China overtakes U.S. in smart speaker market share

The U.S. no longer leads the smart speaker market, according to new data from Canalys out this morning, which found China’s smart speaker shipments grew by 500 percent in Q1 2019 to overtake the U.S. and achieve a 51 percent market share.

The firm said shipments in China reached 10.6 million units which was driven by “festive promotions.”

More specifically, Baidu had a huge quarter thanks to an exclusive sponsorship deal with China’s national TV channel, CCTV, on its New Year’s Gala on Chinese New Year’s Eve — one of the biggest entertainment shows in terms of viewer numbers. This promotion prompted users to download the Baidu app, which distributed over 100 million coupons to an audience of 1.2 billion during the show, and drove awareness around the brand’s smart speakers, Canalys says.

In Q1, Baidu shipped 3.3 million speakers — putting it in third place behind Amazon’s 4.6 million and Google’s 3.5 million. Alibaba and Xiaomi followed, each with 3.2 million shipments, also driven by Chinese New Year promotions.

□ □ □

Written instruction 1:
Edit the smart speaker article from "China overtakes U.S." to "speakers, Canalys says.", putting "the research firm" in place of "Canalys".
The article and the records are separate material with no connection to each other.

□ □ □

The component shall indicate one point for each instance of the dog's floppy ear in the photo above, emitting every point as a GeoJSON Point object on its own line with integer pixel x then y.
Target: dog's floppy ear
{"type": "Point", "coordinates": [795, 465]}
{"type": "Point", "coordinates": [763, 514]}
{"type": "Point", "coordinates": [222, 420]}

□ □ □

Written instruction 2:
Render every line of the records as a numbered list, leaving out any blank lines.

Exercise response 1:
China overtakes U.S. in smart speaker market share

The U.S. no longer leads the smart speaker market, according to new data from the research firm out this morning, which found China’s smart speaker shipments grew by 500 percent in Q1 2019 to overtake the U.S. and achieve a 51 percent market share.

The firm said shipments in China reached 10.6 million units which was driven by “festive promotions.”

More specifically, Baidu had a huge quarter thanks to an exclusive sponsorship deal with China’s national TV channel, CCTV, on its New Year’s Gala on Chinese New Year’s Eve — one of the biggest entertainment shows in terms of viewer numbers. This promotion prompted users to download the Baidu app, which distributed over 100 million coupons to an audience of 1.2 billion during the show, and drove awareness around the brand’s smart speakers, the research firm says.

Exercise response 2:
1. The component shall indicate one point for each instance of the dog's floppy ear in the photo above, emitting every point as a GeoJSON Point object on its own line with integer pixel x then y.
2. Target: dog's floppy ear
3. {"type": "Point", "coordinates": [795, 465]}
4. {"type": "Point", "coordinates": [763, 514]}
5. {"type": "Point", "coordinates": [222, 420]}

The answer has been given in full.